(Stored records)

==============================

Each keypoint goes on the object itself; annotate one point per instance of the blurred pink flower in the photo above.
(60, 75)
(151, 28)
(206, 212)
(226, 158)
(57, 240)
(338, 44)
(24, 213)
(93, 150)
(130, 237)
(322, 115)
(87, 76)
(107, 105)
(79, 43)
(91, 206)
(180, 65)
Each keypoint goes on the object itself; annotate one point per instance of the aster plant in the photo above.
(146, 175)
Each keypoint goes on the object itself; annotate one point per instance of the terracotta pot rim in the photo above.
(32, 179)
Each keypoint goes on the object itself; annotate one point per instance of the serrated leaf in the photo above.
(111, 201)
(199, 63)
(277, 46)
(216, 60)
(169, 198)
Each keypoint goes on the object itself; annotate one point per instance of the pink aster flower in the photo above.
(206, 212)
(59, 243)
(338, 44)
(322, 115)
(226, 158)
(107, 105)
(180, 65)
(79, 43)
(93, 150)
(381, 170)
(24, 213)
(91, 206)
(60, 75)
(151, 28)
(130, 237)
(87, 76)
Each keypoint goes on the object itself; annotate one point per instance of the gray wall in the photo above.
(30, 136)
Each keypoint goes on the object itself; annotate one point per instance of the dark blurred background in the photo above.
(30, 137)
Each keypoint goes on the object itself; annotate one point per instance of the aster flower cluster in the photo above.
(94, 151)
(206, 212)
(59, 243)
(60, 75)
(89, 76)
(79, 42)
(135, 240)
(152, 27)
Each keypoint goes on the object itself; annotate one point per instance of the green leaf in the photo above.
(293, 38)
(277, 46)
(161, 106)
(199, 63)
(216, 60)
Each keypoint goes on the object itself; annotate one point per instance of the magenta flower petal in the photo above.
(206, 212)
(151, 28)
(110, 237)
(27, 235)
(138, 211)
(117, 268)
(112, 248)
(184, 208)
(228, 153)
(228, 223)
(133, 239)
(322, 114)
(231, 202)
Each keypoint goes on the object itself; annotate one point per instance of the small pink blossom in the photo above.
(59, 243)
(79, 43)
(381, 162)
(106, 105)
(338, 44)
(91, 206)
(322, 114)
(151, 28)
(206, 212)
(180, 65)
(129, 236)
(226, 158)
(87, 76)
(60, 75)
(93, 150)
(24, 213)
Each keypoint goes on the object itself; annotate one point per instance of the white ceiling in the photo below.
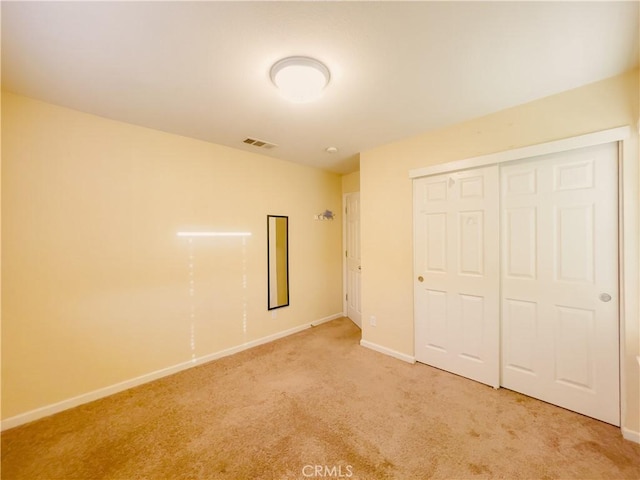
(201, 69)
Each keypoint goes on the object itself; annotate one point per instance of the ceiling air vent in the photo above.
(259, 143)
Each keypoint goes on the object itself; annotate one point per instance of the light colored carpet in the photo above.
(317, 405)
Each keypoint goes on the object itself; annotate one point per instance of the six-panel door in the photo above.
(456, 273)
(560, 280)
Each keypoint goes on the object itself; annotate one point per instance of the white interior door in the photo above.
(456, 273)
(560, 280)
(352, 253)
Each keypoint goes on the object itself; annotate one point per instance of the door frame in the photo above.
(628, 237)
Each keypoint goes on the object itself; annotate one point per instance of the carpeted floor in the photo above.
(317, 405)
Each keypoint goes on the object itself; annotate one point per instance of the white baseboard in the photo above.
(48, 410)
(387, 351)
(630, 435)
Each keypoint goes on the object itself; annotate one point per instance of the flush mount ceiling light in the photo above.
(300, 79)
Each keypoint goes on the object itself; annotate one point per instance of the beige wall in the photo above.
(95, 282)
(351, 182)
(386, 196)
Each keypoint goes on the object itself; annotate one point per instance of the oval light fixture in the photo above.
(300, 79)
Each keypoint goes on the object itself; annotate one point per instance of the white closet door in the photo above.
(456, 282)
(354, 273)
(560, 280)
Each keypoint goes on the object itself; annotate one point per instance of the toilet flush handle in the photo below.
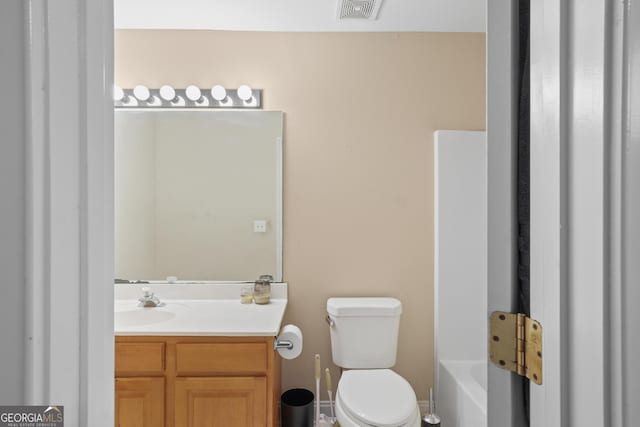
(330, 321)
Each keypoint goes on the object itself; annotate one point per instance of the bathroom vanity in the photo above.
(201, 359)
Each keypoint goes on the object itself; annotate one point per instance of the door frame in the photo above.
(505, 402)
(585, 196)
(69, 203)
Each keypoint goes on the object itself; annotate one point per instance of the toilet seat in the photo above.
(377, 397)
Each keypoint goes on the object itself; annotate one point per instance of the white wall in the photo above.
(461, 245)
(12, 205)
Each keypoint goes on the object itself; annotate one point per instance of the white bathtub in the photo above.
(461, 395)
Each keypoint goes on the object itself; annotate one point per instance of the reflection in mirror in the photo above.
(198, 195)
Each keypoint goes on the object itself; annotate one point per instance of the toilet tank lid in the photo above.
(370, 306)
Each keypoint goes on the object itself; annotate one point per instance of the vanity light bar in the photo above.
(190, 97)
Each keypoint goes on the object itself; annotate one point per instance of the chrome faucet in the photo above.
(148, 299)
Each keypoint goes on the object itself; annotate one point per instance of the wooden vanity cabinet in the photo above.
(197, 382)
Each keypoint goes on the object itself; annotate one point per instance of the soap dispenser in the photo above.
(262, 289)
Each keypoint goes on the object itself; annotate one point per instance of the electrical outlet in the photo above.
(260, 226)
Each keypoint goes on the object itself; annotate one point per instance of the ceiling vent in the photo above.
(358, 9)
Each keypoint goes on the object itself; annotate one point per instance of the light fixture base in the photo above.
(181, 100)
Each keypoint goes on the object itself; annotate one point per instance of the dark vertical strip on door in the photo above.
(523, 174)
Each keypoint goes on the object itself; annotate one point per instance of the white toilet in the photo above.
(364, 340)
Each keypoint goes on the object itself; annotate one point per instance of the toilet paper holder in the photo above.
(282, 344)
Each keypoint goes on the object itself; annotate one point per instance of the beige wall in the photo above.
(360, 112)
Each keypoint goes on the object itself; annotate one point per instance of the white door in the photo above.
(585, 201)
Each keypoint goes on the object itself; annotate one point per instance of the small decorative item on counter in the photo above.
(262, 289)
(246, 294)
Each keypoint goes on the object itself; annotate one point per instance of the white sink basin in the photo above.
(197, 309)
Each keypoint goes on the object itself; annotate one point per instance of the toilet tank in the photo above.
(364, 331)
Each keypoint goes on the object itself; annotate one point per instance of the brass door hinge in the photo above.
(515, 344)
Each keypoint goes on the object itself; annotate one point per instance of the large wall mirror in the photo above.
(198, 195)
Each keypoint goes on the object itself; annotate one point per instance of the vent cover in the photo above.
(358, 9)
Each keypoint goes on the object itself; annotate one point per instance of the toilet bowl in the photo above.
(376, 397)
(364, 338)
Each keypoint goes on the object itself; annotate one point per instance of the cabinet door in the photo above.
(221, 402)
(139, 402)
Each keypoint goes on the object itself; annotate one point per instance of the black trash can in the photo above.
(296, 408)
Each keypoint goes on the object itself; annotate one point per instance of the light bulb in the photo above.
(193, 93)
(219, 93)
(141, 92)
(245, 93)
(167, 93)
(118, 93)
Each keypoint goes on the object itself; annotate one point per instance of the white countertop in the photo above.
(197, 310)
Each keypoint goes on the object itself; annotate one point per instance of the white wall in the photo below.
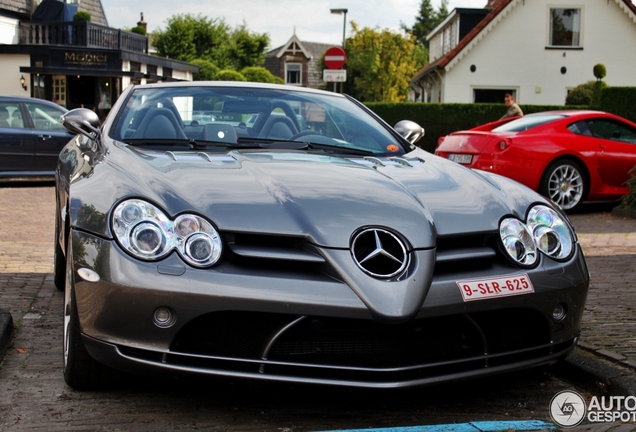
(514, 55)
(9, 31)
(10, 82)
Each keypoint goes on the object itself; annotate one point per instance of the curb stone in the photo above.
(6, 331)
(596, 374)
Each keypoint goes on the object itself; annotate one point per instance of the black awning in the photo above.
(79, 71)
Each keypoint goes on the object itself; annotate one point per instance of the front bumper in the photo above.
(313, 328)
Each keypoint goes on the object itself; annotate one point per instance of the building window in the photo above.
(59, 90)
(293, 73)
(491, 95)
(565, 27)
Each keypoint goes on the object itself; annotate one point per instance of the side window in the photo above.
(580, 128)
(45, 117)
(10, 116)
(612, 130)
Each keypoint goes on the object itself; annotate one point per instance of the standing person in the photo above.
(513, 109)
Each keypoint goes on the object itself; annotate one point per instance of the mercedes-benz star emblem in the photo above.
(379, 253)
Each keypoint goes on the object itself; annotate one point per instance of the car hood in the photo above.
(322, 198)
(472, 142)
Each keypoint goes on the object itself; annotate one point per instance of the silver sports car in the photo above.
(290, 234)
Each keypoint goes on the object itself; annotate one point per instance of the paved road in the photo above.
(33, 395)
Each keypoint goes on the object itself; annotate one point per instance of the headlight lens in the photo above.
(147, 233)
(518, 241)
(545, 230)
(551, 233)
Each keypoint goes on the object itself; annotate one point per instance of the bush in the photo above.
(629, 200)
(82, 16)
(207, 70)
(600, 71)
(580, 95)
(138, 30)
(229, 75)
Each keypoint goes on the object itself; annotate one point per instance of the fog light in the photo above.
(559, 312)
(164, 317)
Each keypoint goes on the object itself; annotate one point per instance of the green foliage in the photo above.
(600, 71)
(139, 30)
(229, 75)
(260, 74)
(188, 37)
(427, 19)
(439, 120)
(380, 64)
(82, 16)
(619, 101)
(246, 48)
(207, 70)
(629, 200)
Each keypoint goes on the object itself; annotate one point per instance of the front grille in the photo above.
(336, 349)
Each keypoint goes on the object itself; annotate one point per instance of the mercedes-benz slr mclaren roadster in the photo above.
(283, 233)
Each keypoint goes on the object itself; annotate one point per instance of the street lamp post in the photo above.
(344, 29)
(344, 26)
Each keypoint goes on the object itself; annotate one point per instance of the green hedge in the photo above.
(441, 119)
(619, 101)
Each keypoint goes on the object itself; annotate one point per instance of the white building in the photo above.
(538, 49)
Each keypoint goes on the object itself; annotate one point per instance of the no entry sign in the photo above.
(335, 58)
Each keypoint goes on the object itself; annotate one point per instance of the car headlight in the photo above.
(545, 230)
(518, 241)
(551, 233)
(147, 233)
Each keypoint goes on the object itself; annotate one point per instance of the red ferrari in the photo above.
(569, 156)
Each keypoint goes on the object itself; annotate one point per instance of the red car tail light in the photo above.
(504, 144)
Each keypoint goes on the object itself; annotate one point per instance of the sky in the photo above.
(310, 19)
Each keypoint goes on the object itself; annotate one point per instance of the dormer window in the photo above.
(565, 27)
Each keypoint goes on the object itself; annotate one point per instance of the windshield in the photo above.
(240, 116)
(524, 123)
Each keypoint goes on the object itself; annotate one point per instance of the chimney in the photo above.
(143, 23)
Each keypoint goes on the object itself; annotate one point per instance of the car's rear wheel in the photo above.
(564, 182)
(81, 371)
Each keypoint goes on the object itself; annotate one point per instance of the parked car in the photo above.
(31, 137)
(569, 156)
(340, 254)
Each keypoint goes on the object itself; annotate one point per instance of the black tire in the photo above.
(81, 371)
(565, 183)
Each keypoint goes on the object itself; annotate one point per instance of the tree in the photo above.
(188, 37)
(207, 70)
(380, 64)
(246, 48)
(427, 19)
(260, 74)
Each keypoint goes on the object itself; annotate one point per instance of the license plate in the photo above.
(461, 158)
(481, 289)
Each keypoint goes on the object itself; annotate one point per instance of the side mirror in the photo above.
(82, 121)
(410, 130)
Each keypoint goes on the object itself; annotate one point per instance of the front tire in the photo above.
(81, 371)
(564, 183)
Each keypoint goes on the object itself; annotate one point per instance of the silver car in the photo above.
(330, 250)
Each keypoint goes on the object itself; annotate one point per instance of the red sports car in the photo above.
(569, 156)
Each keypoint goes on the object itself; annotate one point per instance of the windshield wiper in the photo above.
(332, 148)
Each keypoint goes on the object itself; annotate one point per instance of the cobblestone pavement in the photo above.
(27, 291)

==============================

• **REQUIREMENTS**
Repeat the items verbatim, starting at the line that contains "pavement in the photo above." and ending with the last line of the items.

• **RESPONSE**
Each keypoint goes on the object itself; annotate one point per instance of the cobblestone pavement in the photo above.
(27, 291)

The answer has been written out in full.